We plan to seek premarket approval of the Ionojet from the FDA as a Class III medical device, assuming we are able to complete our pivotal trial and the data are favorable. If we are unable to complete our pivotal trial or, upon completion of the trial, the outcomes of the trial design are not met, we may not be able to seek premarket approval of the Ionojet. We expect to submit our PMA application in the second quarter of 2024 and the FDA’s review of the PMA can range from 6 to 15 months depending on whether the FDA raises significant issues during its interactive review. If we receive premarket approval from the FDA of our technology for the treatment of diabetic foot ulcers, our goal is to market our technology to hospitals, wound clinics and private podiatrist offices to treat diabetic foot ulcers and to generate revenue by charging for the device on a usage basis. We do not intend to generate revenue from the sale of the Ionojet device, of which we intend to retain ownership. In addition to wound healing, we believe that our technology has application in many additional indications, including dermatology, infection control, podiatry, dentistry, pain and inflammation and cosmetics, as well as potentially in certain respiratory infections, both viral and bacterial, oral infections, dental indications, ophthalmic and facial applications and in topical indications, although to date the only pre-clinical and clinical studies we have conducted with our Ionojet device have been with regard to wound healing, and our pivotal clinical trial will focus solely on diabetic foot ulcers.
**Note: Net loss is for the year ended Dec. 31, 2022. The company has generated only minimal revenue to date.

> [Problem statement]:
Answer these from the Ionojet extract:
(a) When does the company expect to submit its PMA application?
(b) How does the company plan to charge for the Ionojet if it is approved?
(c) What period does the net loss cover?

> [Dataset content]:

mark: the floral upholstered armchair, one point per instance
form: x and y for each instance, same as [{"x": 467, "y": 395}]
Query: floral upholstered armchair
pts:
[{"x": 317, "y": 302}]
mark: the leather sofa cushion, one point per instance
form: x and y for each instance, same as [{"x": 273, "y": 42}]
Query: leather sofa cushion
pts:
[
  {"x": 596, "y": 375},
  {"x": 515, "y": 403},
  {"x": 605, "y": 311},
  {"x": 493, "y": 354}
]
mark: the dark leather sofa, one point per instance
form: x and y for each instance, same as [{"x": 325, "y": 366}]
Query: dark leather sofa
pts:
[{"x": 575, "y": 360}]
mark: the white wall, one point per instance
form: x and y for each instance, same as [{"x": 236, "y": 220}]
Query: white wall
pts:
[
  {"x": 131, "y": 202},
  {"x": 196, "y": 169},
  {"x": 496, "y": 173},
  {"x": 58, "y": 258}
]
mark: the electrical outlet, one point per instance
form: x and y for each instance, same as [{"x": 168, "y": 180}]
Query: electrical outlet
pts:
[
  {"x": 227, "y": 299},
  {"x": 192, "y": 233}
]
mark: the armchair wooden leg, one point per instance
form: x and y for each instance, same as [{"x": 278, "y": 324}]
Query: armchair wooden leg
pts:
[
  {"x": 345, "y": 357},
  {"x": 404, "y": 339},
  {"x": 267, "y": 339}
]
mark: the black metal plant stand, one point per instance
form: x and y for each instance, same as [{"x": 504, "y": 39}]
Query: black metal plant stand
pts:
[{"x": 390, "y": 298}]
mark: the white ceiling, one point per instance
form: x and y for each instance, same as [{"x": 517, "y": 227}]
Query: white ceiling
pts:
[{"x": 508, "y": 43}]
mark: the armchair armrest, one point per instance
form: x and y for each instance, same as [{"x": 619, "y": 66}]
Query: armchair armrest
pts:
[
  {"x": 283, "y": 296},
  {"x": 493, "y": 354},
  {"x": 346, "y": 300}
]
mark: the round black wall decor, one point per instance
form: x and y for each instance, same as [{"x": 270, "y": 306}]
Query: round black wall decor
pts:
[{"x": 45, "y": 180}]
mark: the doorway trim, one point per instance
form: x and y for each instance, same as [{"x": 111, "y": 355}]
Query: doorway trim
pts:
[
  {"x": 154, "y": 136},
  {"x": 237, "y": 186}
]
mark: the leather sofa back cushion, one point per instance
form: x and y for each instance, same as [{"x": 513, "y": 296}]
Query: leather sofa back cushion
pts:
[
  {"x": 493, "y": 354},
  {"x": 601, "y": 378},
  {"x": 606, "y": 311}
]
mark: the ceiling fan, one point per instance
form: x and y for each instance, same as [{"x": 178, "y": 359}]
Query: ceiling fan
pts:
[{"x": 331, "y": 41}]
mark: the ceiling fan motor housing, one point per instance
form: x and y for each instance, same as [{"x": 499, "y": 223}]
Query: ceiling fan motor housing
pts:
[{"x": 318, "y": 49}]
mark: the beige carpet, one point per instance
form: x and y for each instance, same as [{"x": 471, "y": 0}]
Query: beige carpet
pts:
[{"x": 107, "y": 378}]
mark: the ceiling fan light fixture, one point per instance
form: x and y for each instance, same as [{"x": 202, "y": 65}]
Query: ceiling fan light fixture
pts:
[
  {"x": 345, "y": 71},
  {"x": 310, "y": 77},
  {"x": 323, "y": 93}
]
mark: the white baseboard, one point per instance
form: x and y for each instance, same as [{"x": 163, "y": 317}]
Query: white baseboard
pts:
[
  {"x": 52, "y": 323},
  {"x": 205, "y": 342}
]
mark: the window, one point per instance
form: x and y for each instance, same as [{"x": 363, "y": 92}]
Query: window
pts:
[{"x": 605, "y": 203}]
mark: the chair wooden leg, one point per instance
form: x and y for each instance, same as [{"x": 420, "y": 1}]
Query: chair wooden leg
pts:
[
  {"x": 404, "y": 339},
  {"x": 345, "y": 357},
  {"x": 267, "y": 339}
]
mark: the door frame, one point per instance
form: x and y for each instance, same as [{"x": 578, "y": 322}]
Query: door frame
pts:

> [Result of the exercise]:
(a) In the second quarter of 2024.
(b) On a usage basis. The company intends to keep ownership of the device rather than sell it.
(c) The year ended Dec. 31, 2022.